Location labeling items:
↓
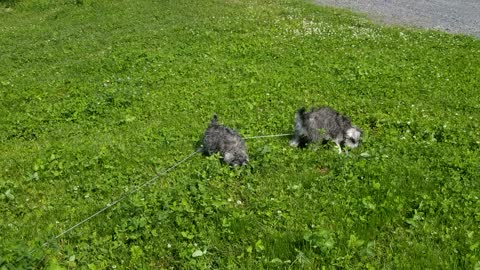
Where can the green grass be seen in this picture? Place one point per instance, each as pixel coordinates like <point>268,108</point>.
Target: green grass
<point>96,96</point>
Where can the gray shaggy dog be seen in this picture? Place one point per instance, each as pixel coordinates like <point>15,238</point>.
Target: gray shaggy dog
<point>324,123</point>
<point>220,139</point>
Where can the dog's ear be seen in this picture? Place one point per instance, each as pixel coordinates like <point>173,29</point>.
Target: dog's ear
<point>228,157</point>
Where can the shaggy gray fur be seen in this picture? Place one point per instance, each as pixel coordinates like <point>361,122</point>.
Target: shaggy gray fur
<point>322,124</point>
<point>220,139</point>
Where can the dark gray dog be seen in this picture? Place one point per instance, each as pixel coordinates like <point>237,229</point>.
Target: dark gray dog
<point>220,139</point>
<point>322,124</point>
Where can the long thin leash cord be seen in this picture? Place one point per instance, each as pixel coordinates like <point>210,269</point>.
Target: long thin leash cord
<point>121,198</point>
<point>268,136</point>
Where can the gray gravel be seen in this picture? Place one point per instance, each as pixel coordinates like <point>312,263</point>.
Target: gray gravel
<point>453,16</point>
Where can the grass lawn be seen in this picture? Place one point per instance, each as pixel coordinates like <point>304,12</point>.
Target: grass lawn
<point>98,96</point>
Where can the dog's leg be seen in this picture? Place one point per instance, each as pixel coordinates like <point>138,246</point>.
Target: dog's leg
<point>339,147</point>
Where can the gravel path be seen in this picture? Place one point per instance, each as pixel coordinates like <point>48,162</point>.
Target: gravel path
<point>453,16</point>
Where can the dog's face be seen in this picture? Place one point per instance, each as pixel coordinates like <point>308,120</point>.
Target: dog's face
<point>353,135</point>
<point>236,158</point>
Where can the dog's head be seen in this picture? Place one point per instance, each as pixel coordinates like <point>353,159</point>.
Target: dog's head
<point>352,137</point>
<point>236,158</point>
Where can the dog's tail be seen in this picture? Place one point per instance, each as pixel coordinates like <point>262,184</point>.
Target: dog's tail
<point>300,115</point>
<point>214,120</point>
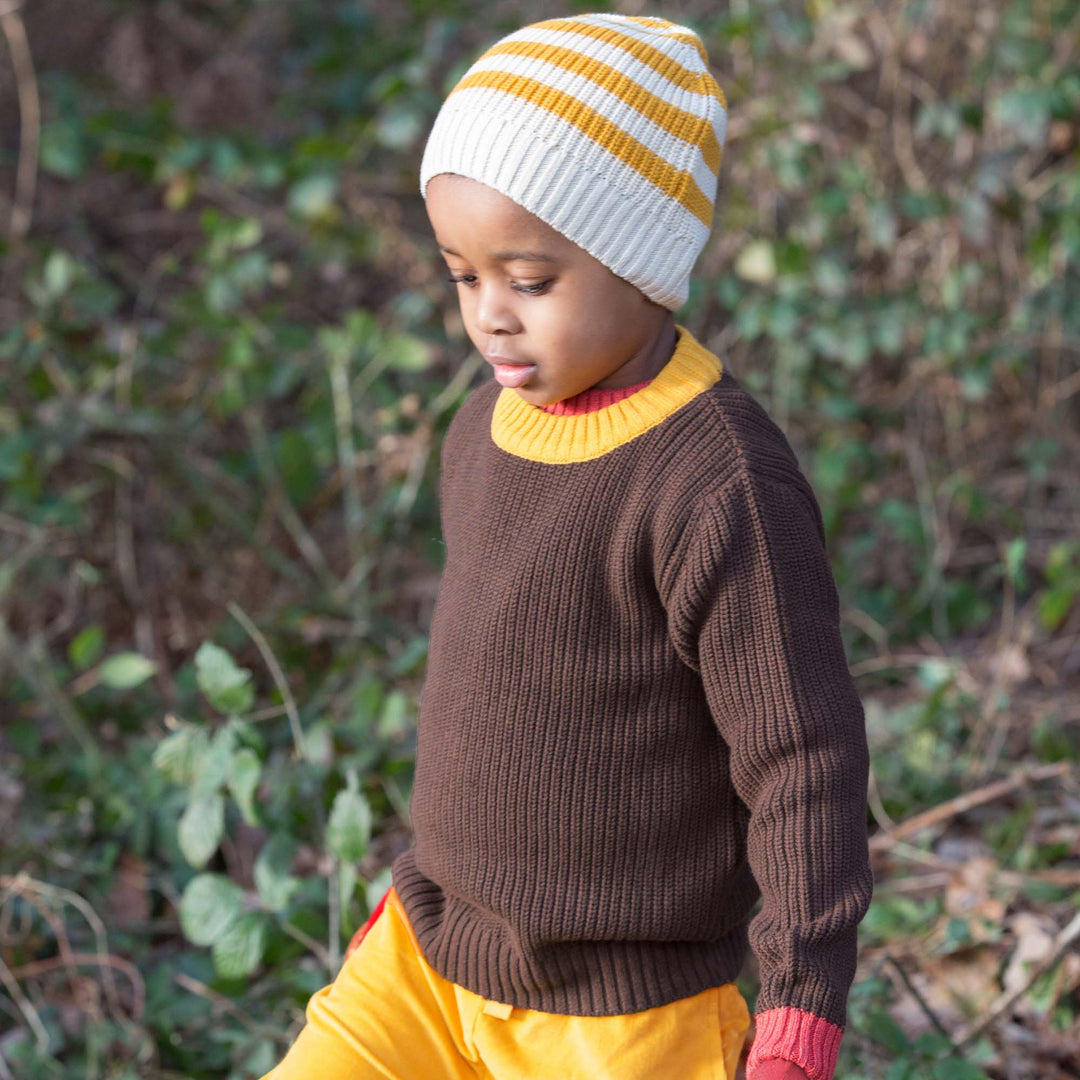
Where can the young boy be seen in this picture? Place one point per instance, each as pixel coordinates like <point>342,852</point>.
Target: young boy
<point>637,715</point>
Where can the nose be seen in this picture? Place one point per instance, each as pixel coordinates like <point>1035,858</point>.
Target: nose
<point>493,314</point>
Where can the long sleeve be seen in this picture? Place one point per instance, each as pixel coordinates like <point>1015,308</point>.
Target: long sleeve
<point>756,612</point>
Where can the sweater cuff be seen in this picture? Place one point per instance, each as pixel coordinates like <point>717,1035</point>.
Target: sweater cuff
<point>810,1041</point>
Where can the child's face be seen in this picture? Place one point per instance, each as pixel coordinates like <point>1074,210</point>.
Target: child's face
<point>532,297</point>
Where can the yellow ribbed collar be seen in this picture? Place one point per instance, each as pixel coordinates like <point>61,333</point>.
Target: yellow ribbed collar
<point>528,431</point>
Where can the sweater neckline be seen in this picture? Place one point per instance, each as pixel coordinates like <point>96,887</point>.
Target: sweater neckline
<point>531,432</point>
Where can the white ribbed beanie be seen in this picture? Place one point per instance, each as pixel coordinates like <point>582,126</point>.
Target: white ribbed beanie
<point>608,127</point>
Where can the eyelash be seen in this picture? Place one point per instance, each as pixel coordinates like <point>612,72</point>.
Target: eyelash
<point>528,289</point>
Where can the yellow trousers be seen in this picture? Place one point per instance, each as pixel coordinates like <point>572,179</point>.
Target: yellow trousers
<point>390,1016</point>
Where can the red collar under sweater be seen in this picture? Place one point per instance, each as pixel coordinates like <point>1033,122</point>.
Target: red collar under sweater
<point>593,399</point>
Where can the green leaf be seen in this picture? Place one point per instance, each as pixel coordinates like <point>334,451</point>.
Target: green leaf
<point>214,764</point>
<point>219,677</point>
<point>885,1030</point>
<point>244,781</point>
<point>313,196</point>
<point>177,756</point>
<point>757,262</point>
<point>86,646</point>
<point>238,952</point>
<point>349,828</point>
<point>406,352</point>
<point>125,670</point>
<point>210,904</point>
<point>200,829</point>
<point>272,877</point>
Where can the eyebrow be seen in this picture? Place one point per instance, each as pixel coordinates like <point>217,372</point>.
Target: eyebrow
<point>511,256</point>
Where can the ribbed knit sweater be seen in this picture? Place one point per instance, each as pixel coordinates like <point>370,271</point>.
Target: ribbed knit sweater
<point>637,715</point>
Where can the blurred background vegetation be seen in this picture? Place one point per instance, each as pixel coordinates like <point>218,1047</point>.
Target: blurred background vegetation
<point>228,354</point>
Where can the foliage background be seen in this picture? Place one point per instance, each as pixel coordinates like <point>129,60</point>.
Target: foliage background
<point>227,359</point>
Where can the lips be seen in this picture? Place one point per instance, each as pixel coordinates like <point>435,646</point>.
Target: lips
<point>509,374</point>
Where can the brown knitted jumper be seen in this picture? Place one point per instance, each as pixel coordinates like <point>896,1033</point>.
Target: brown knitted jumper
<point>637,715</point>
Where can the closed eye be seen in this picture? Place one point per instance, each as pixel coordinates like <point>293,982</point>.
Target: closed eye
<point>470,280</point>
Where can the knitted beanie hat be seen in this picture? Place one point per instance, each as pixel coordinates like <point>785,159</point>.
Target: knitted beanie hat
<point>607,127</point>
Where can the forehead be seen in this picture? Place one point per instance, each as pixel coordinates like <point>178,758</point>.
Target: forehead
<point>467,214</point>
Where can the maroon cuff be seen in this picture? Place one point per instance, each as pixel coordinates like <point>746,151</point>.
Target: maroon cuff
<point>792,1035</point>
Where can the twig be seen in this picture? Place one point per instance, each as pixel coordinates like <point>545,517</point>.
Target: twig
<point>923,1004</point>
<point>279,676</point>
<point>29,112</point>
<point>1023,777</point>
<point>304,540</point>
<point>30,1014</point>
<point>193,986</point>
<point>85,959</point>
<point>1062,943</point>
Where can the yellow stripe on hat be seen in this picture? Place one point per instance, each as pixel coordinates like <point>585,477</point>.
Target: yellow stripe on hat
<point>698,82</point>
<point>684,125</point>
<point>677,184</point>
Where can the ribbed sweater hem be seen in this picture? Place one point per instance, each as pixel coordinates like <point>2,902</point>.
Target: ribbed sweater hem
<point>470,947</point>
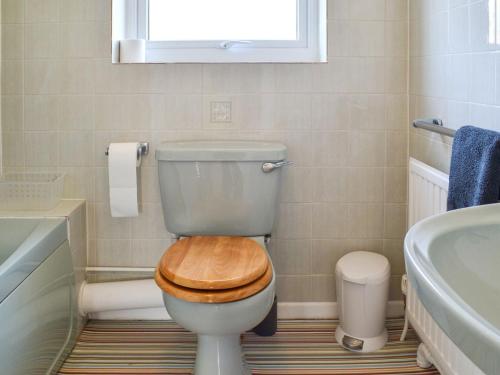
↑
Quote the items above word for word, starting at the beginning and stopping after the line that contains "<point>96,96</point>". Leave out the picture.

## TASK RESULT
Where can the green grass be seen in this picture? Place one point per instance, each as pixel coordinates like <point>268,108</point>.
Target: green grass
<point>96,96</point>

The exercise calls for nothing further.